### EXERCISE DETAILS
Give back, word for word, the lines of the records starting at the line containing "the baseboard, one" and ending at the line containing "point(445, 302)", with both of those lines included. Leave the pictures out.

### GIVEN RECORDS
_____
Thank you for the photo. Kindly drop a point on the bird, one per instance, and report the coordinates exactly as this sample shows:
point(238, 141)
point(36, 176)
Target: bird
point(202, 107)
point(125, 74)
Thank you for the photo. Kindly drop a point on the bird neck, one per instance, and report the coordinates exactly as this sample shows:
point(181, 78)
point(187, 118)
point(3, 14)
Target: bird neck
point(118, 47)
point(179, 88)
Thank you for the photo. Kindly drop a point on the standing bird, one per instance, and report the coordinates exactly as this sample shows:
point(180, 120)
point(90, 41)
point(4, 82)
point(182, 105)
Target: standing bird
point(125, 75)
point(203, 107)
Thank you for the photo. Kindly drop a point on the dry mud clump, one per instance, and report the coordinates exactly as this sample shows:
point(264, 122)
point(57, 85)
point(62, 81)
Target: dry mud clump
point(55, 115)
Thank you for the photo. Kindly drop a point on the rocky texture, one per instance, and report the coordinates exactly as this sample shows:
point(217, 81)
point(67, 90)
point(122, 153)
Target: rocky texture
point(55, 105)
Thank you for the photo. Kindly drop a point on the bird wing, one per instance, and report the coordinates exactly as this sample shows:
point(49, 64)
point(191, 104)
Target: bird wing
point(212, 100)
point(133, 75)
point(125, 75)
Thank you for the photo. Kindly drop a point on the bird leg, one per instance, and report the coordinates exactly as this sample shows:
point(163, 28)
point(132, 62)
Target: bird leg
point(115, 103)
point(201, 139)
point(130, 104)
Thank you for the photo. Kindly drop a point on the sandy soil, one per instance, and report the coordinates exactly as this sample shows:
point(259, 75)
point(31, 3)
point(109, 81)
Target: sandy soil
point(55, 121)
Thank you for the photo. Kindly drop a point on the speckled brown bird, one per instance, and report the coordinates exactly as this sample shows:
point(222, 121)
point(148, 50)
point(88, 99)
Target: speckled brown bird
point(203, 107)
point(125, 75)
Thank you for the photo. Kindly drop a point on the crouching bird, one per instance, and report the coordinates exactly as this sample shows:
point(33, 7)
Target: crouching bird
_____
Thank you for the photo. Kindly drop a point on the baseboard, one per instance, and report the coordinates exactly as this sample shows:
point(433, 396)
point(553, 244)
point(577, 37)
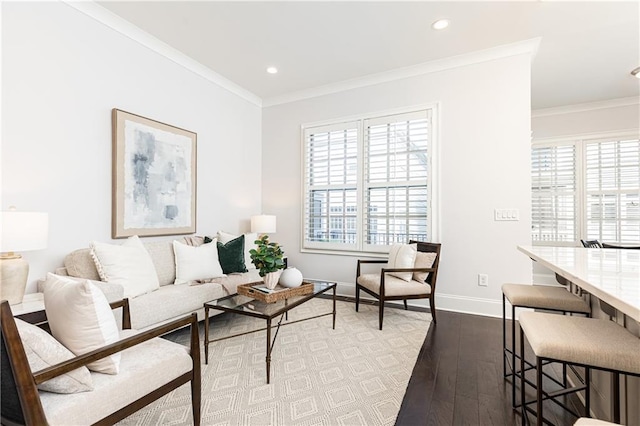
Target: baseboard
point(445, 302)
_____
### THE ANSWER
Thank you for the photo. Kindly drop a point on the baseboard, one per instance, and report the coordinates exactly as this sample shows:
point(433, 396)
point(553, 244)
point(577, 37)
Target: baseboard
point(445, 302)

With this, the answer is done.